ARBEITSAUFTRAG 1 =>
Beantworten Sie anhand der Besprechung von Paul Plampers Hörspiel die folgenden Fragen.
(a) Aus welchem Land stammt der Hauptdarsteller im örtlichen Theater?
(b) An welchen beiden Orten wurde die 20-Kanal-Audio-Installation bereits live aufgeführt?
(c) Welcher Sender strahlt die Sendefassung aus?
ARBEITSAUFTRAG 2 =>
Setzen Sie die Besprechung von Paul Plampers Hörspiel im Anschluss an ihren letzten Satz fort.

TEXTAUSZUG =>
-------
Radio:Theater unserer Zeit

In einer Stadt in Thüringen kommen Flüchtlinge an, im örtlichen Theater ist der Hauptdarsteller aus Kamerun und ein Bürgerbund agitiert gegen beides: Paul Plamper inszeniert mit "Altenburg" eine deutsche Identitätssuche - mit tollen Schauspielern.

Von Stefan Fischer

Der Autor und Regisseur Paul Plamper lauscht seine Hörspiele stets der Wirklichkeit ab. Er ist dabei so präzise, dass seinen fiktionalen Verdichtungen immer eine gehaltvolle Gegenwartskritik innewohnt - und eine bewundernswerte Leichtigkeit. So auch in seiner neuen Produktion Der Absprung, von der eine 20-Kanal-Audio-Installation bereits im Residenzschloss Altenburg sowie bei den Hörspieltagen in Karlsruhe live aufgeführt worden ist und deren Sendefassung nun der WDR ausstrahlt.
-------
ÜBUNGSDATEN =>
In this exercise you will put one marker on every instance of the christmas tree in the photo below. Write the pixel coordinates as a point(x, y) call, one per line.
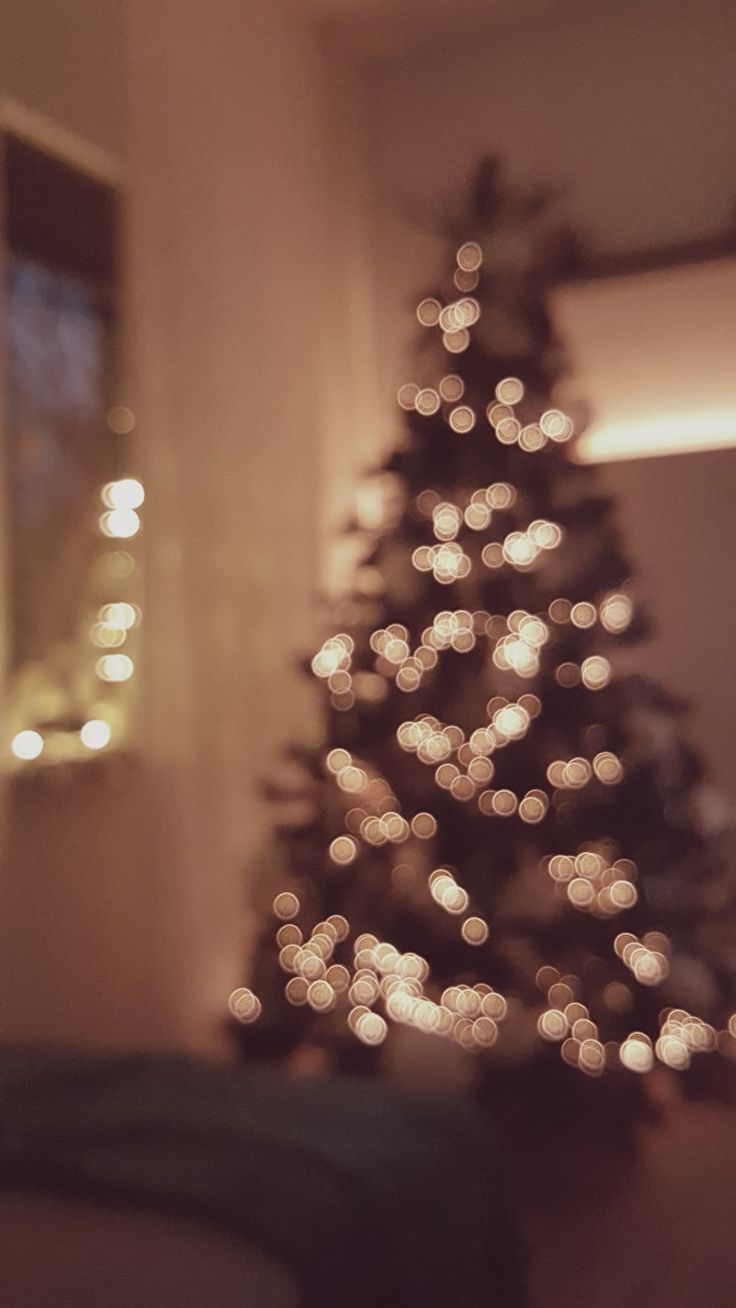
-------
IHRE ANTWORT 1 =>
(a) Aus Kamerun.
(b) Im Residenzschloss Altenburg und bei den Hörspieltagen in Karlsruhe.
(c) Der WDR.

IHRE ANTWORT 2 =>
Die Stadt Altenburg in Thüringen liefert den Stoff. Bei Plamper heißt sie Leerstadt: Das verweist auf den Rückgang der Bevölkerung, aber vor allem auf die vielen Lücken in der Identität. Wie die aufzufüllen sind, daran entbrennt ein exemplarischer Streit in der derzeit überwölbenden politischen und gesellschaftlichen Debatte.

In Leerstadt werden Flüchtlinge einquartiert - die Landrätin sieht darin eine Investition in die Zukunft, weil unter den Fremden viele Heranwachsende sind. Parallel probt am Theater der Stadt ein multinationales Ensemble Der Hauptmann von Köpenick mit einem Hauptdarsteller aus Kamerun. Diese Gemengelage spaltet die Bevölkerung, der Bürgerbund agitiert gegen die Flüchtlinge und das Theater, er ruft zu einem Boykott der Bühne auf.

All das hat sich so ähnlich im Jahr 2015 in Altenburg zugetragen. Paul Plamper hat das genau recherchiert, er hat die Altenburger eingebunden - und sein Hörspiel vor Ort aufgenommen. Mit tollen Schauspielern: Fabian Hinrichs spielt den Demagogen, Peter Kurth den Bürgermeister, Carl Hegemann den Theaterdirektor, Richard Djif den Schauspieler. Dana Weber aus dem örtlichen Laienensemble ist als Landrätin zu hören.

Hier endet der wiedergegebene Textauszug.